▸ **WHAT TO WORK ON**
Only the lines from the one containing "Place one keypoint on each instance of the grass" through the end of the entries should be repeated, exactly as they appear, first and last included.

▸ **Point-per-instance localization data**
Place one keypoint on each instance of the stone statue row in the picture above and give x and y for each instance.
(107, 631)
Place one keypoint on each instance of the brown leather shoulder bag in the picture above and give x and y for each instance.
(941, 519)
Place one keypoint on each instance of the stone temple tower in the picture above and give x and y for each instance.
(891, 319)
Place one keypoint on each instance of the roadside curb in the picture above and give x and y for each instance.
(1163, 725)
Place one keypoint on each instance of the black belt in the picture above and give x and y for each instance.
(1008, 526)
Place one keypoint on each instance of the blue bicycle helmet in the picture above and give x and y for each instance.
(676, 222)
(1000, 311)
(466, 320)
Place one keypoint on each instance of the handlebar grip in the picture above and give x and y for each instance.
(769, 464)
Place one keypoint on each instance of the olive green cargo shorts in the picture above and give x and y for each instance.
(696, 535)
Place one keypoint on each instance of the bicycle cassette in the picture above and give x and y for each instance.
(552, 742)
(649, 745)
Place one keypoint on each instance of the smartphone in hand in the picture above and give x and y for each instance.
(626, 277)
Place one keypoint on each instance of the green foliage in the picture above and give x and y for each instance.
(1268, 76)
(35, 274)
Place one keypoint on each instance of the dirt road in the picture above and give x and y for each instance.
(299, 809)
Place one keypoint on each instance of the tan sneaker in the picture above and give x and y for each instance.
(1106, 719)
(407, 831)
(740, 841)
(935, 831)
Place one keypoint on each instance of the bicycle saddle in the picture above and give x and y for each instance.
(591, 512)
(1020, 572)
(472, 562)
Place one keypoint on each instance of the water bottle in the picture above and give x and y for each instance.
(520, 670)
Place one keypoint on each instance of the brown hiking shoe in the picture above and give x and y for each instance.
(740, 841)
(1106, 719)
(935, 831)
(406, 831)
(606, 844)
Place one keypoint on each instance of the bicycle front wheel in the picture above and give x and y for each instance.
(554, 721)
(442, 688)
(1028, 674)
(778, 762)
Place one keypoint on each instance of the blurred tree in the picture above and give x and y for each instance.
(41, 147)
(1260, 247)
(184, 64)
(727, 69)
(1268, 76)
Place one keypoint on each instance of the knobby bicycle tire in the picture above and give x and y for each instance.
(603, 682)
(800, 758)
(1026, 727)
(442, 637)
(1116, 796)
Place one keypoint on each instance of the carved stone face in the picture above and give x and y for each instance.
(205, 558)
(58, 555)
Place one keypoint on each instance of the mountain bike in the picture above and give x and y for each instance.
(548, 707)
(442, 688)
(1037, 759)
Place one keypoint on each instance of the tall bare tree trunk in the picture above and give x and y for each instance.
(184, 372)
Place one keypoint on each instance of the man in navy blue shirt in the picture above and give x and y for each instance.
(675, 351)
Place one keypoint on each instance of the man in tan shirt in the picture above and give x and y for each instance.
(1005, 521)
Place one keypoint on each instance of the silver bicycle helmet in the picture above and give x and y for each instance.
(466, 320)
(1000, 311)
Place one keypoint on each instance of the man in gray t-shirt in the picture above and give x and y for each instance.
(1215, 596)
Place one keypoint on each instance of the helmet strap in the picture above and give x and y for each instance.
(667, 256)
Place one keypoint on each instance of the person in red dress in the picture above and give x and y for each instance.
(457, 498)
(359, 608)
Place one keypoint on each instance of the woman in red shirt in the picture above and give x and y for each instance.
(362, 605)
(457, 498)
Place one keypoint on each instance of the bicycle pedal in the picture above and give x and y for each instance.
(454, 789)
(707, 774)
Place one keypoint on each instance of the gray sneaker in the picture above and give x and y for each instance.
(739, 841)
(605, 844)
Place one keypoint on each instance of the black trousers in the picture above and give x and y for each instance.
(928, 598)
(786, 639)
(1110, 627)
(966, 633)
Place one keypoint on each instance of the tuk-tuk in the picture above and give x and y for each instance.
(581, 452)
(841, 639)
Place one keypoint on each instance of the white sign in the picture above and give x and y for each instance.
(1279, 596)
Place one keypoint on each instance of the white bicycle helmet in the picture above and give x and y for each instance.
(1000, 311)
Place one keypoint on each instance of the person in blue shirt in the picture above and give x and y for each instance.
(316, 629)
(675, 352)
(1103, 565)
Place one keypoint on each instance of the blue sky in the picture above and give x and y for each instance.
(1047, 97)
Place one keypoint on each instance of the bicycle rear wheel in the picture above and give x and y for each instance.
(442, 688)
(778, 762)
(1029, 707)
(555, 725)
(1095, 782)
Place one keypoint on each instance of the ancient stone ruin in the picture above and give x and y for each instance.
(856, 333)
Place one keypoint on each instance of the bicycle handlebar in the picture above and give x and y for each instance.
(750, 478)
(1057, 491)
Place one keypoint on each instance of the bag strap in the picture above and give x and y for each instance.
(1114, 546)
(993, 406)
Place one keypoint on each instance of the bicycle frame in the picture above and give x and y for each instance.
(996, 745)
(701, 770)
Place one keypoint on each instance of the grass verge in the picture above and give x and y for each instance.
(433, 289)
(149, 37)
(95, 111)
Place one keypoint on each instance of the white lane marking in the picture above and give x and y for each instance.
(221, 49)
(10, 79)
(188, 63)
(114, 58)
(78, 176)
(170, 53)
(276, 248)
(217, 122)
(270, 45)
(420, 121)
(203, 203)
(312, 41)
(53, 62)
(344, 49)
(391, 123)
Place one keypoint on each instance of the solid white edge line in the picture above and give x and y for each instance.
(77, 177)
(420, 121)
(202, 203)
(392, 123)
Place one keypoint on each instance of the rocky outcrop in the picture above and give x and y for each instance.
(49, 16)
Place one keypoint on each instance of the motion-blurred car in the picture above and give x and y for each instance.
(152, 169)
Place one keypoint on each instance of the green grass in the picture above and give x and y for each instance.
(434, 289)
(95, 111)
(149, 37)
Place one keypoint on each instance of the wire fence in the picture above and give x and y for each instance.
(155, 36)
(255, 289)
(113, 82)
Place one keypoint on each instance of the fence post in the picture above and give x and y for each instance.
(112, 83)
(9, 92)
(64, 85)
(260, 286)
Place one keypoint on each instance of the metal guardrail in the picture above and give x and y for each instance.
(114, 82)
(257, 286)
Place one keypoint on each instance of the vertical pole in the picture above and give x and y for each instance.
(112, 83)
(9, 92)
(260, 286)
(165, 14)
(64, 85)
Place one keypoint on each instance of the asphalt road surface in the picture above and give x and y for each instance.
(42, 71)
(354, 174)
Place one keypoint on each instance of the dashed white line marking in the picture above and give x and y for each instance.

▸ **OUTPUT FOR THIS TASK**
Place one keypoint on each instance of the grass verge in the picture above and give x and y for each instance.
(433, 289)
(149, 37)
(95, 111)
Place one keypoint on each instance of the white lane marking in the picture above and give x and y for each instance.
(221, 49)
(10, 79)
(188, 63)
(114, 58)
(78, 176)
(170, 53)
(276, 248)
(217, 122)
(270, 45)
(420, 121)
(203, 203)
(312, 41)
(53, 62)
(344, 49)
(391, 123)
Place one keypoint on each instance of the solid white edge line in the picture above and give x and y for each instance.
(77, 177)
(420, 121)
(202, 203)
(392, 123)
Place one keypoint on each instance of the rocky outcrop in the picture above and give x and y for each instance.
(49, 16)
Place one keypoint on each instance of the motion-blurred car in the picture above and give x and y for each instance.
(152, 169)
Place one keypoint on each instance of the green grass in the picture above and give x and y for each instance.
(434, 289)
(95, 111)
(149, 37)
Place one keypoint on each instance of the wire fence in the picture above and give x and y for each instance.
(155, 36)
(255, 289)
(113, 82)
Place one keypoint on each instance of the fence post in the picture above and give x and y for each instance.
(112, 83)
(9, 92)
(64, 85)
(260, 286)
Place one keypoint on each instance of the metal guardrail in the picture above and give x and y for each instance.
(114, 82)
(257, 286)
Place one keypoint on each instance of the vertical pole in the picture above and give x and y for each instance.
(112, 83)
(9, 92)
(260, 286)
(165, 14)
(64, 85)
Place one keypoint on each instance of the asphalt road surface in the picture above and give x and y for each instance.
(42, 71)
(354, 174)
Place one keypoint on each instance of the dashed white line marking in the picture above and give x and y for each instance.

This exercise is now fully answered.